• [Task objective]: When you reach the line in the data below that contains "compact form (484,289).", please start repeating lines exactly, and stop after the line that contains "compact form (189,167).", repeating nothing else.
Provided material Start Marker
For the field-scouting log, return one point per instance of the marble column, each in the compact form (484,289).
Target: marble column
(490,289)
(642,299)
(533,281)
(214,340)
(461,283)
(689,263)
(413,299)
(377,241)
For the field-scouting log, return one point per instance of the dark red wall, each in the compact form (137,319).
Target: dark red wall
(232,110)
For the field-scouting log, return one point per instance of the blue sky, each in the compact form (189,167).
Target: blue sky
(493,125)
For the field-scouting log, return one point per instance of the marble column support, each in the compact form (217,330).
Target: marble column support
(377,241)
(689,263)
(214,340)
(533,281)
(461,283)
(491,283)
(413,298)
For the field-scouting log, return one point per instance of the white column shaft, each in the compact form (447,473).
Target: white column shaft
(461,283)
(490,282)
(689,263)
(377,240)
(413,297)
Provided material End Marker
Provided material Start Marker
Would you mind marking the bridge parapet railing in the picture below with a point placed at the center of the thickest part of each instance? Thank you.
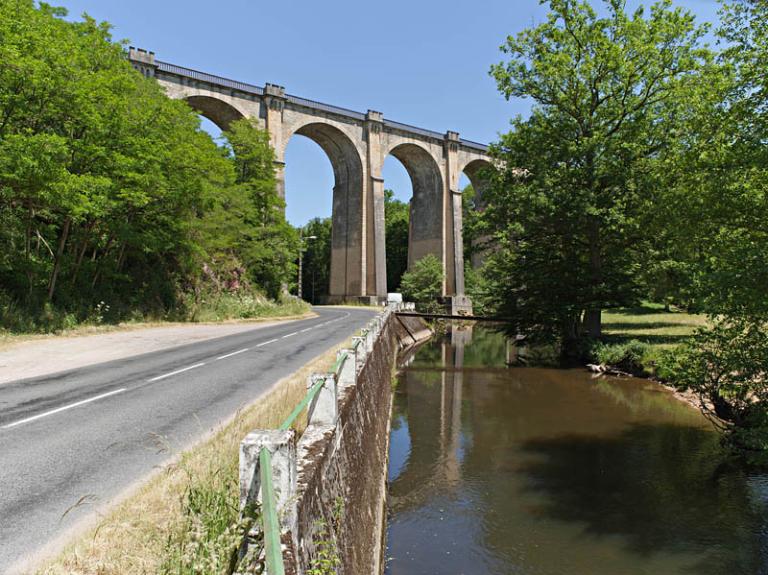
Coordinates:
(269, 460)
Provided material End Marker
• [Answer to the exercise]:
For the field-scouting log, return one point per instance of the marble column, each in the compact form (484,289).
Target: marble column
(490,289)
(642,299)
(533,281)
(214,340)
(461,283)
(689,263)
(413,299)
(377,241)
For the field-scouting log, return one point per instance of the dark red wall, each in the compact form (137,319).
Target: dark red wall
(232,110)
For the field-scouting log, return one point per instance of the blue sky, each in the compact form (189,167).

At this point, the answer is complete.